(Task statement):
Below are records that should be duplicated exactly, with no image retained.

(Records for processing):
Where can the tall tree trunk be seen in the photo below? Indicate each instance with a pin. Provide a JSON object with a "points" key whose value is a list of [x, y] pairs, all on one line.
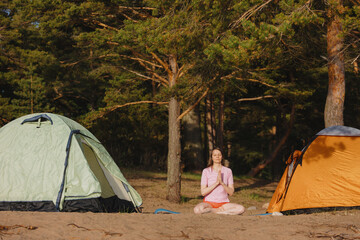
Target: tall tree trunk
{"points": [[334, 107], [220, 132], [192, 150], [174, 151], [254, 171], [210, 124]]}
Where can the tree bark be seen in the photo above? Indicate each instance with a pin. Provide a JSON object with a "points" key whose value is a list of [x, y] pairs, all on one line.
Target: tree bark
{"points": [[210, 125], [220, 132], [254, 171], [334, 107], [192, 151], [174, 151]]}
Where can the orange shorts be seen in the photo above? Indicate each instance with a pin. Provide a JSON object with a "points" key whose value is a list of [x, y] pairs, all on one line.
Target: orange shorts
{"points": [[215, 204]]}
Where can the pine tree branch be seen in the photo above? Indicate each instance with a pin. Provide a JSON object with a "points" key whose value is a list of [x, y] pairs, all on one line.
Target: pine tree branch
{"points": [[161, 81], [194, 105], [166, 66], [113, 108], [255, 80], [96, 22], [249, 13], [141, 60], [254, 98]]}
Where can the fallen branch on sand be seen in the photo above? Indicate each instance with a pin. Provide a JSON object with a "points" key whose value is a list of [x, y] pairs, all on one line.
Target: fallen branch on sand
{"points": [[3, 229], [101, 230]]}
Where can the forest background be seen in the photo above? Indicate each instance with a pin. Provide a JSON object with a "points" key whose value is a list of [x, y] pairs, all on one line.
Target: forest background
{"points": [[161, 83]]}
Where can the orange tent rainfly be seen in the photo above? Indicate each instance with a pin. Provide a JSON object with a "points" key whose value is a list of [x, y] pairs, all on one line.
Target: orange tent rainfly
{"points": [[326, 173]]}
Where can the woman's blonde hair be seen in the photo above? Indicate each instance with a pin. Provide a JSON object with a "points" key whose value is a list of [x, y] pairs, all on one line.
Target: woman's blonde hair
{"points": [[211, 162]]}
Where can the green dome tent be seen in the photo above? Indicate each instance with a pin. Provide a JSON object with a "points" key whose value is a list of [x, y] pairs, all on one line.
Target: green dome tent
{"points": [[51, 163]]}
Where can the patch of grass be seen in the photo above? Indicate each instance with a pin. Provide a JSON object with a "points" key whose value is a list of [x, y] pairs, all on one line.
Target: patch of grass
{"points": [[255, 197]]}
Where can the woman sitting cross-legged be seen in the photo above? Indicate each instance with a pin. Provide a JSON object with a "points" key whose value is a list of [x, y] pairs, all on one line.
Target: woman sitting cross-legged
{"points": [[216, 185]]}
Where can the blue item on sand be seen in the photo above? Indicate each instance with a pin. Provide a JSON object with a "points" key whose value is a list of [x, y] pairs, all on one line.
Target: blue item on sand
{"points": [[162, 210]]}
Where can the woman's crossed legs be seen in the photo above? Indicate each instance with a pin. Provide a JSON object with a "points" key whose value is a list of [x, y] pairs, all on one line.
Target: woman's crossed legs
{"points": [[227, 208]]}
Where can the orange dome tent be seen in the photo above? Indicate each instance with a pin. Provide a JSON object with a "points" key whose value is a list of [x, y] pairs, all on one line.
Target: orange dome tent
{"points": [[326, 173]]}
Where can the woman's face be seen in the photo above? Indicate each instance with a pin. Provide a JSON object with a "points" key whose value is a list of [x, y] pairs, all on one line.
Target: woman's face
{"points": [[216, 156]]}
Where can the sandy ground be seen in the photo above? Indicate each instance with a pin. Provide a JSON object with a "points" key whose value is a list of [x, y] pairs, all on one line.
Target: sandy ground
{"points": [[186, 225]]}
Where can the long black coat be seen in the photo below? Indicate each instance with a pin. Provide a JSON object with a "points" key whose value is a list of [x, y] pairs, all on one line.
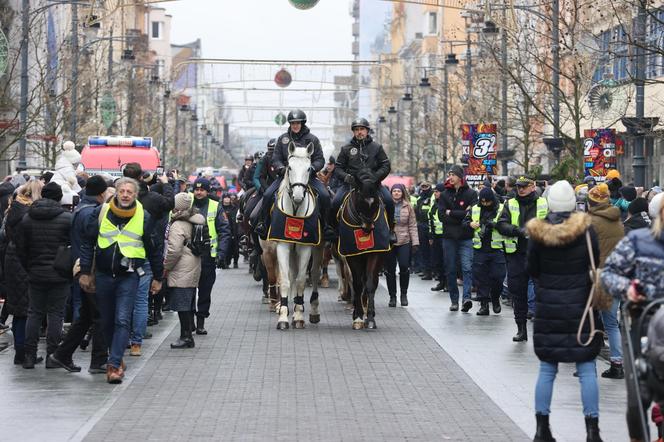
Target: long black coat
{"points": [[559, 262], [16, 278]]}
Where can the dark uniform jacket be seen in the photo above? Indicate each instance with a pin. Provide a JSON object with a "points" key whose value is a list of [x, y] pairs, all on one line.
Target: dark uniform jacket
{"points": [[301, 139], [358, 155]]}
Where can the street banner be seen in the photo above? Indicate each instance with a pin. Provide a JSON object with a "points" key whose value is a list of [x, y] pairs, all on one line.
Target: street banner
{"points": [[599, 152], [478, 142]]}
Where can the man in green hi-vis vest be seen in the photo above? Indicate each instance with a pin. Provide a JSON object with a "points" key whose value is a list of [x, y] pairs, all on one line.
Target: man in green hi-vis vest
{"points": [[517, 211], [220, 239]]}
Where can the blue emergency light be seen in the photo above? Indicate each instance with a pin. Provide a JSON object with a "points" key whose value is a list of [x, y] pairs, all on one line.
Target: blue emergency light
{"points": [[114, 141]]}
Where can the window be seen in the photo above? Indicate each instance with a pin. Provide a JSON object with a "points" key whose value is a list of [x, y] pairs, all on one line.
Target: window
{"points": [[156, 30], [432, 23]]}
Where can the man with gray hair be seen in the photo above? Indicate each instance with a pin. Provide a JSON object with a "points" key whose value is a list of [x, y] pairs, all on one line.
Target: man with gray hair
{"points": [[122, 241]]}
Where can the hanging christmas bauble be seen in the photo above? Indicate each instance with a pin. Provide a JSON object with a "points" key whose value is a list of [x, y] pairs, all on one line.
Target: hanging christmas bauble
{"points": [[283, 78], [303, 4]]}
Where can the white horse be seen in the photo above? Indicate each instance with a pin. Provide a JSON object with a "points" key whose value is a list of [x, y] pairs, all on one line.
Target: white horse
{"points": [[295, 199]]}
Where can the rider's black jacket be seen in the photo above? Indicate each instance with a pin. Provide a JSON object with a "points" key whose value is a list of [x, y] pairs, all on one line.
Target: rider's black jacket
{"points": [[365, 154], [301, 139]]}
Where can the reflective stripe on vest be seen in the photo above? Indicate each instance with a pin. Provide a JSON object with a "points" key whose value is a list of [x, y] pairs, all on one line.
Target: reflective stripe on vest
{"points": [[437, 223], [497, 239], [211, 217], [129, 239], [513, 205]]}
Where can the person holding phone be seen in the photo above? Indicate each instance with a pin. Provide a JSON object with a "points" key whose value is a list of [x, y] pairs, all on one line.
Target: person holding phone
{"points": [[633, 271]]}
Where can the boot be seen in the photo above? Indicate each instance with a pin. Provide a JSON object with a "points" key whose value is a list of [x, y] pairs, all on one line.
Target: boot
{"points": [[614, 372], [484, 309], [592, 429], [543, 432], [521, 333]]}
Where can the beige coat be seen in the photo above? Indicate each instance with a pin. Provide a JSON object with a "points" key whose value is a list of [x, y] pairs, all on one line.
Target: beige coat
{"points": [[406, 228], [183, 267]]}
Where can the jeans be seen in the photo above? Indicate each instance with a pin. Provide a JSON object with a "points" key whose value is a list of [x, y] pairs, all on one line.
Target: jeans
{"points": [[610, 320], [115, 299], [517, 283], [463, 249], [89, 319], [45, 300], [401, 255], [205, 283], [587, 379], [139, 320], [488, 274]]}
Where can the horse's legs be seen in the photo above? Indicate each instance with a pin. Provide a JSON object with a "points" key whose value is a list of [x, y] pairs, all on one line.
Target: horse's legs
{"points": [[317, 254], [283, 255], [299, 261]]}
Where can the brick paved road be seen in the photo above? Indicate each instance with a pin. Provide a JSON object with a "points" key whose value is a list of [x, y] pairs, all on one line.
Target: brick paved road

(Answer to the exercise):
Where can the tall tree trunk be seen in the photo below? Indicate each instance with a pin. Provide a JSON object with a "points" key whose value is a list of [x, y] pairs, all on one line.
Target: tall tree trunk
{"points": [[334, 107], [220, 132], [192, 150], [174, 151], [254, 171], [210, 124]]}
Where can the tree bark be seen in the photo above? Indicate each instance with a pin. Provide a JSON object with a "points" key whose value is a list of [x, y] pairs, all on one line.
Target: tree bark
{"points": [[210, 125], [220, 132], [254, 171], [334, 107], [192, 151], [174, 151]]}
Where can the orange shorts be seen in the photo above? Indicate each instance with a pin. Provide a JSON object with a "points" key whose value is a list of [x, y] pairs, all on one line.
Target: orange shorts
{"points": [[215, 204]]}
Where can the pine tree branch be seen in the photo above? Indicate each instance with a pin. Provide a JSON object with a "points" key whose value is a list of [x, y] pairs, all on one line.
Target: pine tree branch
{"points": [[161, 81], [194, 105], [166, 66], [113, 108], [255, 80], [96, 22], [249, 13], [141, 60], [254, 98]]}
Where can the fallen branch on sand be seen in the photo above? Indicate each instance with a pin. Provide a JSON object with a "points" key whose value is a list of [x, y] pairs, all on one line.
Target: fallen branch on sand
{"points": [[3, 229], [101, 230]]}
Where can the forest background be seen in the photo above? Indicate each instance with a pin. Provide a JSON object with a "points" key whose value is a list of [x, y] pairs, all on one line.
Target: forest background
{"points": [[161, 83]]}
Where can the orange tent rainfly be seen in the photo above? Indicate each instance with a pin. Provide a JSON object with a "points" key whose value is a list of [x, y] pairs, all on one line.
Target: orange tent rainfly
{"points": [[326, 173]]}
Where can the woman's blonde hair be seen in the photo above? Indicate each instance with a pin. Provide a JSON object with a "points" key whose value is a list of [x, y] pairs, all on one line.
Target: woman's blonde hair
{"points": [[211, 162]]}
Where can the green dome tent be seen in the photo above? Indicate each instance with a pin. Provide a JSON object with a "points" key whose value is a list of [x, y] pairs, all on one line.
Target: green dome tent
{"points": [[51, 163]]}
Where can the patch of grass be seen in the photo above? Indicate each instance with a pin. Provide a JSON object with a "points" key whose value is a list of [x, y] pairs, all on one line.
Target: patch of grass
{"points": [[255, 197]]}
Where can the woman sitting cross-legged be seen in the photo above? Indicate each instance with a pin. Provide a JSON object with a "points" key whose value is a list of [x, y] pairs, all on one line.
Target: woman sitting cross-legged
{"points": [[216, 185]]}
Where can the blue item on sand be seen in the photo above? Indicate each instance with a pin. Provide a JSON object with a "points" key whose value is a list of [x, y] pairs, all on one line.
Target: blue item on sand
{"points": [[162, 210]]}
Where can the woman's crossed legs be seen in the photo above? Indicate each instance with a pin. Provide a JSON object with a "points" key whose value is a list of [x, y] pairs, all on one line.
Target: woman's crossed legs
{"points": [[227, 208]]}
Where can the orange dome tent be seen in the photo above? Indicate each instance with a pin. Provide a JSON object with a "points" key whose value is a list of [x, y] pairs, all on one line.
Target: orange dome tent
{"points": [[326, 173]]}
Where can the woman's face be seen in the photo above? Indicate each instance with a pin. Provide a JSON object with a "points" key whose value is a list of [x, y] pairs, all on one line.
Target: woman's face
{"points": [[216, 156]]}
Where can the sandy ground be seen in the photo above? Indicate each instance with a pin. Provide a JSON object with a "points" key whose value is a list of [x, y] pairs, all on one line.
Target: sandy ground
{"points": [[186, 225]]}
Where can the long black coat be seen in the photo below? Indicate each instance with a pin. Provide a JSON object with a "points" key whose value is a list of [x, y] pairs, all on one line.
Target: long black coat
{"points": [[559, 262], [16, 278]]}
Where can the dark uniform jacket be seen in the photo above? Indicate each instance with a pin. Provide a JSON object with a "points" key whose value is a list of [x, y] pairs, all on one line.
Target: dark uniform jacket
{"points": [[301, 139], [358, 155]]}
Where can the street banner be seen in the photo above? Indicate each instance with a pin. Provide a JSON object with a "points" key whose value is a list of [x, y] pairs, all on one line.
Target: street banner
{"points": [[599, 152], [478, 142]]}
Where can the man in green hi-vis vest be seen in the photo above? Indicate each instance with a pin. Provide a JSON object with a "points" key whose value is a list of [x, y] pairs, all on one line.
Target: man in green hi-vis vest
{"points": [[517, 211], [220, 239]]}
Where can the blue emergency light be seen in the photo above? Indicate each instance with a pin. Provide a JSON object with a "points" key whose value is a list of [x, y] pairs, all on one line.
Target: blue emergency light
{"points": [[114, 141]]}
Where can the window be seen in the photo above? Indicate each instance with a pin. Provide a JSON object with a "points" key whose value is a list of [x, y] pairs, all on one line.
Target: window
{"points": [[156, 30], [432, 23]]}
Where can the man with gray hair be seen in the photo above? Indicate each instance with a pin. Provide a JSON object with a "points" key whose value is a list of [x, y] pairs, all on one line.
Target: man with gray hair
{"points": [[122, 241]]}
Where can the hanging christmas bauble be seen in the photo above? Indicate each instance with a pin. Provide a JSON object with a "points" key whose value is a list of [x, y] pairs, all on one line.
Target: hanging christmas bauble
{"points": [[283, 78], [303, 4]]}
Where can the white horse be seen in the photo above? Indicate each instance with a pin. Provide a JSON object with a "points" key whose value is a list of [x, y] pairs, all on one line.
Target: white horse
{"points": [[295, 199]]}
Where can the rider's black jacket be seen in the photo above? Indicate each instance with a pin. Provide a JSON object with a "points" key whose value is a list of [x, y] pairs, all on one line.
Target: rider's black jacket
{"points": [[365, 154], [301, 139]]}
Where can the reflective stripe on vest be seen in the photo above? Indicate each instance with a pin. Provide a JSON object with a "points" key whose value is a list of [x, y] pairs, all on one line.
Target: reflective stripe on vest
{"points": [[437, 223], [497, 239], [211, 217], [129, 239], [513, 205]]}
Where can the person holding phone be seen in the photo above? Indicate each instance with a pin. Provide a JSON object with a "points" key whose value is a list of [x, y] pairs, all on one line.
Target: person holding phone
{"points": [[633, 271]]}
Where can the boot be seen in the photo above? Indicate each instance with a pin. Provide a JSON object with a "points" key whose value is a list of [x, y] pairs, all on one line.
Target: boot
{"points": [[614, 372], [484, 309], [592, 429], [543, 432], [521, 333]]}
Where can the beige coat be seen in the photo above? Indicate each instance with a pin. Provide a JSON object with a "points" key whose value is a list of [x, y] pairs, all on one line.
Target: beige coat
{"points": [[406, 228], [183, 267]]}
Where can the jeans be seen in the photo above? Indicate each instance with a pin. Provide a JSON object with a "points" key whose value is a list of [x, y] pairs, all on one line.
Target: jeans
{"points": [[610, 320], [115, 299], [517, 283], [463, 249], [89, 319], [45, 300], [401, 255], [205, 283], [587, 379], [139, 320], [488, 274]]}
Where can the horse's legs be seen in the photo above? Indicate each instance with a pin. Provide a JSON object with a "points" key whose value is a list of [x, y] pairs, all on one line.
Target: horse's legs
{"points": [[317, 254], [283, 255], [299, 261]]}
Where can the brick paved road be seen in the photo above? Indicate each instance with a pin. Provide a JSON object with a "points" key whose value is a list of [x, y] pairs, all on one line.
Target: brick paved road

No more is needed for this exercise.